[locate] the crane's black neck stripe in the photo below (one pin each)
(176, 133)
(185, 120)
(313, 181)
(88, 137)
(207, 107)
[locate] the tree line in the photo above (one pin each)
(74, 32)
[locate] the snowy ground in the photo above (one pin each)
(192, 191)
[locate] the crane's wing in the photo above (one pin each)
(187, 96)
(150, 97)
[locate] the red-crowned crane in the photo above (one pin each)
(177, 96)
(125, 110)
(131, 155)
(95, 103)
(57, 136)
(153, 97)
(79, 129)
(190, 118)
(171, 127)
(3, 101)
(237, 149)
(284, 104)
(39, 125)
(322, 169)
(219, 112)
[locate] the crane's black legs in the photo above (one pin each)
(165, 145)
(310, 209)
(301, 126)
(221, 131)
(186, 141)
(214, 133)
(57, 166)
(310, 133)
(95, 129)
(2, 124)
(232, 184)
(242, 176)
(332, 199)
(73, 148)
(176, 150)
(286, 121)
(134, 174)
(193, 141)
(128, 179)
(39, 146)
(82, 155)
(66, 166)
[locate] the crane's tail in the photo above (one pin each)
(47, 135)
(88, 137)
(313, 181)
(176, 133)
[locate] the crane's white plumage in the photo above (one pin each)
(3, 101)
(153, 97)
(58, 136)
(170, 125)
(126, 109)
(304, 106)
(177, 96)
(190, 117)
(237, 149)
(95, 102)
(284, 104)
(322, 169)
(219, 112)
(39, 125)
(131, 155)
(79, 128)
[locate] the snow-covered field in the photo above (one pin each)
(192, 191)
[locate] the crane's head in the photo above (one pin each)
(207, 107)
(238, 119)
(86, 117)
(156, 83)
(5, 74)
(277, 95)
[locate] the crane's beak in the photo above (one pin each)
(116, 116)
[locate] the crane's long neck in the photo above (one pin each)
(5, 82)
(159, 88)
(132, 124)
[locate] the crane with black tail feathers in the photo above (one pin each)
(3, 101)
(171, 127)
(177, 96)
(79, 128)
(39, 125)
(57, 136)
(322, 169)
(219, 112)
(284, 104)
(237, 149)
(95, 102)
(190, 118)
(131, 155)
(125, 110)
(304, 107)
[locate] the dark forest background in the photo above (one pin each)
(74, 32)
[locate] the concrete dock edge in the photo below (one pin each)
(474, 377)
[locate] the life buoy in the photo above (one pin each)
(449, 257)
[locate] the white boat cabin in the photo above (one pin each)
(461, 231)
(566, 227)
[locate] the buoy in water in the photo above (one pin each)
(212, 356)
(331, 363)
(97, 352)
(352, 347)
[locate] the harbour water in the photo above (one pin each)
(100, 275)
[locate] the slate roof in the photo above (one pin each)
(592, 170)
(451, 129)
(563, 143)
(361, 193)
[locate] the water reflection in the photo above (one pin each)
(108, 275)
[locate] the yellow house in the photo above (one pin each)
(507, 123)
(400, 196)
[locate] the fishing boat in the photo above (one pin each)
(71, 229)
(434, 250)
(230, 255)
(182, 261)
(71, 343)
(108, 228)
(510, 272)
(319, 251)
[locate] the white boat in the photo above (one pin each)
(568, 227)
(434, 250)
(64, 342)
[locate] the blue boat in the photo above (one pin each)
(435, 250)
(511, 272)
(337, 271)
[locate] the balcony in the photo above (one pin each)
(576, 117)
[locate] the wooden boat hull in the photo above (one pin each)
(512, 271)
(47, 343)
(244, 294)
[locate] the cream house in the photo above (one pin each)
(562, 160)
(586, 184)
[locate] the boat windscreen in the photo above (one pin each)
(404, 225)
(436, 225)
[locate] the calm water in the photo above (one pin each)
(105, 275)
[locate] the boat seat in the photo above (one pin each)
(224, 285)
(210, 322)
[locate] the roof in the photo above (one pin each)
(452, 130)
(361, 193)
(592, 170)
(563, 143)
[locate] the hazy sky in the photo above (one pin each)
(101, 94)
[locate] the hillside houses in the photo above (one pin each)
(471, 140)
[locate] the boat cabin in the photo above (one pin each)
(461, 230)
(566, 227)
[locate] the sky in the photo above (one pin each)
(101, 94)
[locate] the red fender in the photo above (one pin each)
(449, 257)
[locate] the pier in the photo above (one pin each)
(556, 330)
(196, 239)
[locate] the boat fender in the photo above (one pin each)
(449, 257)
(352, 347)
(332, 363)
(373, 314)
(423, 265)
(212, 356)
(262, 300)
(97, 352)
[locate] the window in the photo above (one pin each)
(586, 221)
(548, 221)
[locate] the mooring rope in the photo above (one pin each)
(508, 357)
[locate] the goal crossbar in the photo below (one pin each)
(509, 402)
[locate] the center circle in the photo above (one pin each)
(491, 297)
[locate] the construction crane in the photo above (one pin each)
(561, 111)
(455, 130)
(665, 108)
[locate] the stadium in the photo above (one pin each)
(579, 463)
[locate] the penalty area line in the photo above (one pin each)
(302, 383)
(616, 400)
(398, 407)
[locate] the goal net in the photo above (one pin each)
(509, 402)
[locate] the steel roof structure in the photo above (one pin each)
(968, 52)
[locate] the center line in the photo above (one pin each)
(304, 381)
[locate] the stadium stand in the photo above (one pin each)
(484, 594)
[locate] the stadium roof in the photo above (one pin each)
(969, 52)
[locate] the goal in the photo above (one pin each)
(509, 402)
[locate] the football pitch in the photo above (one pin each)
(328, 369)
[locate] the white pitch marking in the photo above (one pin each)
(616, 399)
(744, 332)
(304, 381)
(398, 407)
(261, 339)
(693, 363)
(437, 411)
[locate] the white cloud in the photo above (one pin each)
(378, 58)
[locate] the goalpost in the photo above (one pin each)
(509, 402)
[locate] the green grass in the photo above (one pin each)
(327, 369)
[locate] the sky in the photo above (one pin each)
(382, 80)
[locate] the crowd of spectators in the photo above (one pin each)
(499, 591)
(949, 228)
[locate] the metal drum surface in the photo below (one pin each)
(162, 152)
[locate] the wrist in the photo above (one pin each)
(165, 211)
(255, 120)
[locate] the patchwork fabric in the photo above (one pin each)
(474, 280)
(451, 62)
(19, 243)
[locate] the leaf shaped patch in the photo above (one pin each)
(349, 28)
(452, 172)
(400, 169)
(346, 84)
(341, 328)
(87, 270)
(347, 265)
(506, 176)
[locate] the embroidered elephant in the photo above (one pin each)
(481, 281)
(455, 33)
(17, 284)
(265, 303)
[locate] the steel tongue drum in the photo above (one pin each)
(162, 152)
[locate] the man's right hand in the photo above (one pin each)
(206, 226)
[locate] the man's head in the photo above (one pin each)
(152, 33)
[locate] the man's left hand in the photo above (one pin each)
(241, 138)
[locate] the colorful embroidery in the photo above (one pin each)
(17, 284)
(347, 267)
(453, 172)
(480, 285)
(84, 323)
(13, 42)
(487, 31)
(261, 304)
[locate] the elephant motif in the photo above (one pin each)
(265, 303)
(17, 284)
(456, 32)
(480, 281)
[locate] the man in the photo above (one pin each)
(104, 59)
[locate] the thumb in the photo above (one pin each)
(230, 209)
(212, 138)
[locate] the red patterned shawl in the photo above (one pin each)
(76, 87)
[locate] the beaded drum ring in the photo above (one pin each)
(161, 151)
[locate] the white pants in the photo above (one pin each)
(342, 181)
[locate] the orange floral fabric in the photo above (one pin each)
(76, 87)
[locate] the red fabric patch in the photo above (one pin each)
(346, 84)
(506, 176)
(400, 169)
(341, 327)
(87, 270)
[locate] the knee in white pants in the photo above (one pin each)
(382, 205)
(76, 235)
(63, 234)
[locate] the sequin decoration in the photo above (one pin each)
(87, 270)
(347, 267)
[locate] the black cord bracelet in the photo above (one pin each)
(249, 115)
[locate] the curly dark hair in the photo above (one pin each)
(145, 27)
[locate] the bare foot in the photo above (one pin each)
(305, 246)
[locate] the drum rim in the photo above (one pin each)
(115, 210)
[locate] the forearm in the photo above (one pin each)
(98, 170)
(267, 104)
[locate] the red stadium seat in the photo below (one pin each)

========================================================================

What the task asks:
Starting at the line that contains "[locate] the embroidered", retype each line through the end of the listing above and nothing else.

Answer for this exercise:
[locate] the embroidered elephant in the photo above (one pin each)
(481, 281)
(455, 33)
(17, 284)
(265, 303)
[locate] the steel tongue drum in the photo above (one pin each)
(162, 152)
[locate] the man's right hand in the photo above (one pin each)
(206, 226)
[locate] the man's head in the photo above (one pin each)
(152, 33)
[locate] the man's left hand in the photo above (one pin each)
(241, 138)
[locate] the colorful embroidery in the photo above (one pin each)
(17, 284)
(347, 267)
(453, 172)
(480, 285)
(84, 323)
(13, 42)
(487, 31)
(261, 304)
[locate] the elephant motif in the photo above (one pin each)
(265, 303)
(17, 284)
(456, 32)
(480, 281)
[locate] the man in the photo above (one pin each)
(104, 59)
[locate] the thumb in the photo above (one pin each)
(230, 209)
(212, 138)
[locate] the red patterned shawl in the photo above (one pin each)
(76, 87)
[locate] the beaded drum ring in the photo above (one pin each)
(161, 151)
[locate] the white pants in the photo above (one pin each)
(342, 181)
[locate] the orange floral fabric in the photo above (one pin each)
(76, 87)
[locate] the red fabric patch in the photo above (one pin each)
(346, 84)
(506, 176)
(400, 169)
(341, 327)
(87, 270)
[locate] the knee in white pants in the photo above (one pin each)
(382, 205)
(76, 235)
(63, 234)
[locate] the sequin decoration in the photo above (one pin each)
(87, 270)
(347, 267)
[locate] the black cord bracelet in the photo above (one pin each)
(249, 115)
[locate] the curly dark hair in the photo above (one pin each)
(145, 27)
[locate] the bare foot in the photo above (one pin each)
(305, 246)
[locate] the drum rim in the photo above (one pin each)
(115, 210)
[locate] the forearm in the photo above (one pin each)
(98, 170)
(267, 104)
[locate] the red stadium seat in the photo below (one pin each)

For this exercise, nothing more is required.